_AIM_: Can you rewrite every item below with "Where can it be seen" swapped for "Where does it appear" and everything else left unchanged?

_INPUT MATERIAL_:
* * * * * * *
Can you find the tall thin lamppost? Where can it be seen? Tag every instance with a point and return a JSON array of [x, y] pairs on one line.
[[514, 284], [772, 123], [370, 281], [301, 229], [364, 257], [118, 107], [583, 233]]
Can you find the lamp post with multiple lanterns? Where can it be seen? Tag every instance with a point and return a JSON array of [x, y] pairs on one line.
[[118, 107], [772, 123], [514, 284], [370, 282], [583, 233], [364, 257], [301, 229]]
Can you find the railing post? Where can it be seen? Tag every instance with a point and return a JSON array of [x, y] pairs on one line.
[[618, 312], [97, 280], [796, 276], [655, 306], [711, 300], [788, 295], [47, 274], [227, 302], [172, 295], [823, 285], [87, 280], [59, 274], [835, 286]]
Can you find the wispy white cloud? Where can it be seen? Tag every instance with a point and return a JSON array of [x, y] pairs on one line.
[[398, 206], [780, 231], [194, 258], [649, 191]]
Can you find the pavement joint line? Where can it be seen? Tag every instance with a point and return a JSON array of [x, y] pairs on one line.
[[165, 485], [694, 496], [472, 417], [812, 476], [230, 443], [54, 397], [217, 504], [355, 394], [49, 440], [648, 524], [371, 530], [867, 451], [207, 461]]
* * * * * * *
_ANSWER TO THE TASK_:
Can you find the tall thin lamppost? Where does it appear? Tag every instance with a point and return a JSON array of [x, y] pairs on one line.
[[514, 284], [772, 123], [370, 281], [301, 229], [364, 257], [118, 107], [583, 233]]
Can you find the lamp post with multiple lanterns? Where does it appear? Tag every instance with a point and return a JSON array of [x, y] pairs on one line.
[[118, 107], [772, 123], [514, 284], [370, 282], [583, 233], [364, 257], [301, 229]]
Can you find the railing post? Where does it appear? Tag every instance with a point and return a JSON array of [x, y] pairs on one line.
[[618, 312], [97, 280], [796, 276], [655, 306], [711, 300], [788, 295], [47, 274], [227, 302], [172, 295], [823, 285], [87, 280], [59, 274], [835, 286]]
Can you find the wispy white cloud? Where does it appear? Tag every instance with a point and return a JSON array of [x, y] pairs on one line.
[[398, 206], [780, 231], [194, 258], [649, 191]]
Can you find the pavement joint line? Where does it appear? Tag every instance with a point and return a JSON array of [x, y] pairs on one line.
[[165, 485], [694, 496], [472, 417], [812, 476], [230, 443], [54, 397], [217, 504], [355, 394], [49, 440], [648, 524], [371, 530], [867, 451], [207, 461]]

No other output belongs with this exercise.